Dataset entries
══════════
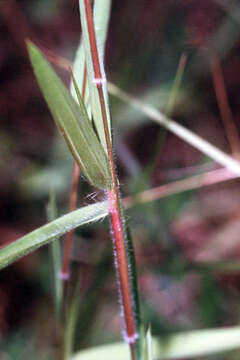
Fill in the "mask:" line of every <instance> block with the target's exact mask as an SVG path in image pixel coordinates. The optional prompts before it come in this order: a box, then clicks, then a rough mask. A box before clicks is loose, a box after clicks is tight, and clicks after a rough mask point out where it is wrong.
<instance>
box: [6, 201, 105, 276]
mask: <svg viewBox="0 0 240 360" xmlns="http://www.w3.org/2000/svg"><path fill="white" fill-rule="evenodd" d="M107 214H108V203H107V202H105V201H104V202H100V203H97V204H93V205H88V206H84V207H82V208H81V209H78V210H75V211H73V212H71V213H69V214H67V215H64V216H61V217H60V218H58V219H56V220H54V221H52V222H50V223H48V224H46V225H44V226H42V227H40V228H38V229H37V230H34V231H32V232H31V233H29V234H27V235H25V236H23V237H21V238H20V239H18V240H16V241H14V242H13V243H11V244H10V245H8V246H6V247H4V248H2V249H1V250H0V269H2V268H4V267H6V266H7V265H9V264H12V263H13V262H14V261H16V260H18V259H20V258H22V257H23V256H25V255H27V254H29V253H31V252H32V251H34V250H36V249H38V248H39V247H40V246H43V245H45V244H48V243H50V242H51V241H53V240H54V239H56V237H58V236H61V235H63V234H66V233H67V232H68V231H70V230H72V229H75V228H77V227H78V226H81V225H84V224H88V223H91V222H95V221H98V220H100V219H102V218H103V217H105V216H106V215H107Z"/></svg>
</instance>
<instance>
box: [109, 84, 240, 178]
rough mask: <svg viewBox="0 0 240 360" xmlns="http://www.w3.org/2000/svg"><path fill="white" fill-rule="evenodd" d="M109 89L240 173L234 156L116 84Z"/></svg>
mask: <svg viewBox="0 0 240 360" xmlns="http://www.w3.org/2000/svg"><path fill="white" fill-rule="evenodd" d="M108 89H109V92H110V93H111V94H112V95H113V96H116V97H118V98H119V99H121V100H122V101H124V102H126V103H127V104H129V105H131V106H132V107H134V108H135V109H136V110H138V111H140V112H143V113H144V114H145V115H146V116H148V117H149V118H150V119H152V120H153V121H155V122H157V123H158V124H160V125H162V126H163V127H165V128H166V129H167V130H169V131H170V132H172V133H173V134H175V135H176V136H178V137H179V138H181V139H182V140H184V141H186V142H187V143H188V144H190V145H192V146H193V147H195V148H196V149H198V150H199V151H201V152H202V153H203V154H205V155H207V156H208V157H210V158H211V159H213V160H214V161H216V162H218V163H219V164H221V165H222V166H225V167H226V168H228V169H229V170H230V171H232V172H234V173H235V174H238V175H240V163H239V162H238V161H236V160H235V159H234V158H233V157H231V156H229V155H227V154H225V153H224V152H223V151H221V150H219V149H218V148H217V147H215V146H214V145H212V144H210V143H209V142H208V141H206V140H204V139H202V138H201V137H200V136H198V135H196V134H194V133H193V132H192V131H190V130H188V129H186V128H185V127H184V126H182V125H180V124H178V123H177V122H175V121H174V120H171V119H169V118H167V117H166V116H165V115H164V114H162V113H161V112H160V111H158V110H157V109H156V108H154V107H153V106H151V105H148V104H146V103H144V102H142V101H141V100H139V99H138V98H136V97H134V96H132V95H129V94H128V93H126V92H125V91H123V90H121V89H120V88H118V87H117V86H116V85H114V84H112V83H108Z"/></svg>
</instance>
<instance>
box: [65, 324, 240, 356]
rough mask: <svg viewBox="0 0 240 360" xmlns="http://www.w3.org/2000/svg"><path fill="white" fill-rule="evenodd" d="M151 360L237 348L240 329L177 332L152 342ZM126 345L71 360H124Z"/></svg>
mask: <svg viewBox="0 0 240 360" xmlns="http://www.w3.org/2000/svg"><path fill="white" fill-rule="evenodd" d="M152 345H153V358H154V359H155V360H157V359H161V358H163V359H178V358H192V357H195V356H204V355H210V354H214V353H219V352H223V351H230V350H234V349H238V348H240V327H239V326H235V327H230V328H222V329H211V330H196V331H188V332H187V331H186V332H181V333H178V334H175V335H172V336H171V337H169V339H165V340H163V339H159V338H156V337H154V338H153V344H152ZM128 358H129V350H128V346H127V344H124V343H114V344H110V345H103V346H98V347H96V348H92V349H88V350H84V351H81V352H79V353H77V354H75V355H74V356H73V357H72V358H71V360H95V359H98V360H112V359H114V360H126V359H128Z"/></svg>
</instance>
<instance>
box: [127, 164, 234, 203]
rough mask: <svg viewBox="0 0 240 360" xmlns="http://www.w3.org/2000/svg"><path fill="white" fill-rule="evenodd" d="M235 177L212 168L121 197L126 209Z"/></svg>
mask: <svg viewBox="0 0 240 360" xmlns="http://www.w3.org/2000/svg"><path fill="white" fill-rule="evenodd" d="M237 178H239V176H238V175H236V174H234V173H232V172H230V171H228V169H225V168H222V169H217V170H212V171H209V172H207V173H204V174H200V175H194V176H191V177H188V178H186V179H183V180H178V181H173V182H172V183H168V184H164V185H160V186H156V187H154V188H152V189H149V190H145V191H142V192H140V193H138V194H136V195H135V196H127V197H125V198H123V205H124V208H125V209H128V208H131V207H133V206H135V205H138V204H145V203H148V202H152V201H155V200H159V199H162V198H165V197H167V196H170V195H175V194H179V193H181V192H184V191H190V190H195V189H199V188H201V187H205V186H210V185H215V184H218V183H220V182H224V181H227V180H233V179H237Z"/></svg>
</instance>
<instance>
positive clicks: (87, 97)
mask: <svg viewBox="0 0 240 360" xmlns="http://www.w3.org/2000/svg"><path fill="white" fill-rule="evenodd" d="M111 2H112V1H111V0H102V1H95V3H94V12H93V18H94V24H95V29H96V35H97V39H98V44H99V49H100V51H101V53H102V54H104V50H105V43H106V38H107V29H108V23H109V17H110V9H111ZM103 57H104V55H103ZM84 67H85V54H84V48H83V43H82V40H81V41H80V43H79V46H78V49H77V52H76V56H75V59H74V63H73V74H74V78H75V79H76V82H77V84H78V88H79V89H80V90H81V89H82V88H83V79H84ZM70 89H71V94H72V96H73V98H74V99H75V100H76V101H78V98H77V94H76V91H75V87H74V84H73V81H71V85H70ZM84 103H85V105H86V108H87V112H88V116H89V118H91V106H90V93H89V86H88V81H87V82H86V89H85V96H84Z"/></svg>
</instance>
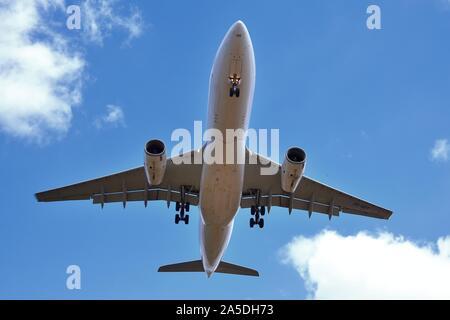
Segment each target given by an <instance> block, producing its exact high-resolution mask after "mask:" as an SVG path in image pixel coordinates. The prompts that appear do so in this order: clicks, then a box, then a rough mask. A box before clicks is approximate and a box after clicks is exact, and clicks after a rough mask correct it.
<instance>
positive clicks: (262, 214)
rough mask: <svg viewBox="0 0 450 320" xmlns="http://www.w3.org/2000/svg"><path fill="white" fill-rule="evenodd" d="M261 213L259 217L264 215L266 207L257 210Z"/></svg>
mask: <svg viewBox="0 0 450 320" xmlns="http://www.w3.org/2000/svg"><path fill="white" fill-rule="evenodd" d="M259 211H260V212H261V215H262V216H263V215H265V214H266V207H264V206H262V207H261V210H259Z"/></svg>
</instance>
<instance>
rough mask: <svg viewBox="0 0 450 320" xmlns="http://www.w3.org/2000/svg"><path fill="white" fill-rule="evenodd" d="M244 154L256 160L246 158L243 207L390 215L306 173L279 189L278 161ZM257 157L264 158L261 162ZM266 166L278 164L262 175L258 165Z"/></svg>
══════════
● What you are asked to do
Retype all of the items above word for word, leaving out the pictures.

● Answer space
Fill in the "mask:" line of every <instance> block with the target's exact mask as an SVG path in image pixel coordinates. The optional prompts before it come in this order: a box, then clicks, then a rough mask. A box before clicks is loose, a box after clicks is tight, and clicks after a rough mask point out where it is wrong.
<instance>
box: [6, 201, 105, 276]
mask: <svg viewBox="0 0 240 360" xmlns="http://www.w3.org/2000/svg"><path fill="white" fill-rule="evenodd" d="M107 214H108V203H107V202H105V201H104V202H100V203H97V204H93V205H88V206H84V207H82V208H81V209H78V210H75V211H73V212H71V213H69V214H67V215H64V216H61V217H60V218H58V219H56V220H54V221H52V222H50V223H48V224H46V225H44V226H42V227H40V228H38V229H37V230H34V231H32V232H31V233H29V234H27V235H25V236H23V237H21V238H20V239H18V240H16V241H14V242H13V243H11V244H10V245H8V246H6V247H4V248H2V249H1V250H0V269H2V268H4V267H6V266H7V265H9V264H12V263H13V262H14V261H16V260H18V259H20V258H22V257H23V256H25V255H27V254H29V253H31V252H32V251H34V250H36V249H38V248H39V247H40V246H43V245H45V244H48V243H50V242H51V241H53V240H54V239H56V237H58V236H61V235H63V234H66V233H67V232H68V231H70V230H72V229H75V228H77V227H78V226H81V225H84V224H88V223H91V222H95V221H98V220H100V219H102V218H103V217H105V216H106V215H107Z"/></svg>
</instance>
<instance>
box: [109, 84, 240, 178]
rough mask: <svg viewBox="0 0 240 360" xmlns="http://www.w3.org/2000/svg"><path fill="white" fill-rule="evenodd" d="M109 89L240 173L234 156L116 84Z"/></svg>
mask: <svg viewBox="0 0 240 360" xmlns="http://www.w3.org/2000/svg"><path fill="white" fill-rule="evenodd" d="M108 89H109V92H110V93H111V94H112V95H113V96H116V97H118V98H119V99H121V100H122V101H124V102H126V103H127V104H129V105H131V106H132V107H134V108H135V109H136V110H138V111H140V112H143V113H144V114H145V115H146V116H148V117H149V118H150V119H152V120H153V121H155V122H157V123H158V124H160V125H162V126H163V127H165V128H166V129H167V130H169V131H170V132H172V133H173V134H175V135H176V136H178V137H179V138H181V139H182V140H184V141H186V142H187V143H188V144H190V145H192V146H193V147H195V148H196V149H198V150H199V151H201V152H202V153H203V154H205V155H207V156H208V157H210V158H211V159H213V160H214V161H216V162H218V163H219V164H221V165H222V166H225V167H226V168H228V169H229V170H230V171H232V172H234V173H235V174H238V175H240V163H239V162H238V161H236V160H235V159H234V158H233V157H231V156H229V155H227V154H225V153H224V152H223V151H221V150H219V149H218V148H217V147H215V146H214V145H212V144H210V143H209V142H208V141H206V140H204V139H202V138H201V137H200V136H198V135H196V134H194V133H193V132H192V131H190V130H188V129H186V128H185V127H184V126H182V125H180V124H178V123H177V122H175V121H174V120H171V119H169V118H167V117H166V116H165V115H164V114H162V113H161V112H160V111H158V110H157V109H156V108H154V107H153V106H151V105H148V104H146V103H144V102H142V101H141V100H139V99H138V98H136V97H134V96H132V95H129V94H128V93H126V92H125V91H123V90H121V89H120V88H118V87H117V86H116V85H114V84H112V83H108Z"/></svg>
</instance>
<instance>
box: [65, 324, 240, 356]
rough mask: <svg viewBox="0 0 240 360" xmlns="http://www.w3.org/2000/svg"><path fill="white" fill-rule="evenodd" d="M151 360L237 348L240 329L177 332L152 342ZM126 345L71 360H124Z"/></svg>
mask: <svg viewBox="0 0 240 360" xmlns="http://www.w3.org/2000/svg"><path fill="white" fill-rule="evenodd" d="M152 345H153V358H154V359H155V360H157V359H161V358H163V359H178V358H192V357H195V356H204V355H210V354H214V353H219V352H223V351H230V350H234V349H238V348H240V327H239V326H235V327H230V328H222V329H211V330H196V331H188V332H187V331H186V332H181V333H178V334H175V335H172V336H171V337H169V339H165V340H163V339H159V338H156V337H154V338H153V344H152ZM128 358H129V350H128V346H127V344H124V343H114V344H110V345H103V346H98V347H96V348H92V349H88V350H84V351H81V352H79V353H77V354H75V355H74V356H73V357H72V358H71V360H95V359H98V360H112V359H114V360H126V359H128Z"/></svg>
</instance>
<instance>
box: [127, 164, 234, 203]
rough mask: <svg viewBox="0 0 240 360" xmlns="http://www.w3.org/2000/svg"><path fill="white" fill-rule="evenodd" d="M235 177L212 168L121 197L126 209Z"/></svg>
mask: <svg viewBox="0 0 240 360" xmlns="http://www.w3.org/2000/svg"><path fill="white" fill-rule="evenodd" d="M237 178H239V176H238V175H236V174H234V173H232V172H230V171H228V169H225V168H222V169H217V170H212V171H209V172H207V173H204V174H200V175H194V176H191V177H188V178H186V179H183V180H178V181H173V182H172V183H168V184H164V185H160V186H156V187H154V188H152V189H149V190H145V191H142V192H140V193H138V194H136V195H135V196H127V197H125V198H123V205H124V208H125V209H128V208H131V207H133V206H135V205H138V204H145V203H148V202H152V201H155V200H159V199H162V198H165V197H167V196H170V195H175V194H179V193H181V192H184V191H190V190H195V189H199V188H201V187H205V186H210V185H215V184H218V183H220V182H224V181H227V180H233V179H237Z"/></svg>
</instance>
<instance>
positive clicks: (87, 97)
mask: <svg viewBox="0 0 240 360" xmlns="http://www.w3.org/2000/svg"><path fill="white" fill-rule="evenodd" d="M111 2H112V1H111V0H102V1H95V3H94V12H93V18H94V24H95V29H96V35H97V39H98V44H99V49H100V51H101V53H102V54H104V50H105V43H106V38H107V29H108V23H109V17H110V9H111ZM103 57H104V55H103ZM84 67H85V54H84V48H83V43H82V40H81V41H80V43H79V46H78V49H77V52H76V56H75V59H74V63H73V74H74V78H75V79H76V82H77V84H78V88H79V89H80V90H81V89H82V88H83V79H84ZM70 89H71V94H72V96H73V98H74V99H75V100H76V101H78V98H77V94H76V91H75V87H74V84H73V81H71V85H70ZM84 103H85V105H86V108H87V112H88V116H89V118H91V106H90V93H89V86H88V81H87V82H86V89H85V96H84Z"/></svg>
</instance>
Segment each target given by an <instance> block, producing its exact high-resolution mask after "mask:" as an SVG path in image pixel coordinates. The prompts that appear do so in this order: clicks, then a box, then a rough mask. A box before clicks is approximate and a box after clicks is exact, and clicks after a rough mask correct it.
<instance>
positive clicks: (262, 214)
rough mask: <svg viewBox="0 0 450 320" xmlns="http://www.w3.org/2000/svg"><path fill="white" fill-rule="evenodd" d="M261 213L259 217L264 215L266 207L257 210Z"/></svg>
mask: <svg viewBox="0 0 450 320" xmlns="http://www.w3.org/2000/svg"><path fill="white" fill-rule="evenodd" d="M259 211H260V212H261V215H262V216H263V215H265V214H266V207H264V206H262V207H261V210H259Z"/></svg>
</instance>
<instance>
rough mask: <svg viewBox="0 0 450 320" xmlns="http://www.w3.org/2000/svg"><path fill="white" fill-rule="evenodd" d="M244 154L256 160L246 158L243 207L390 215L306 173L279 189L278 161ZM257 157L264 158L261 162ZM266 166L278 164L262 175L258 165Z"/></svg>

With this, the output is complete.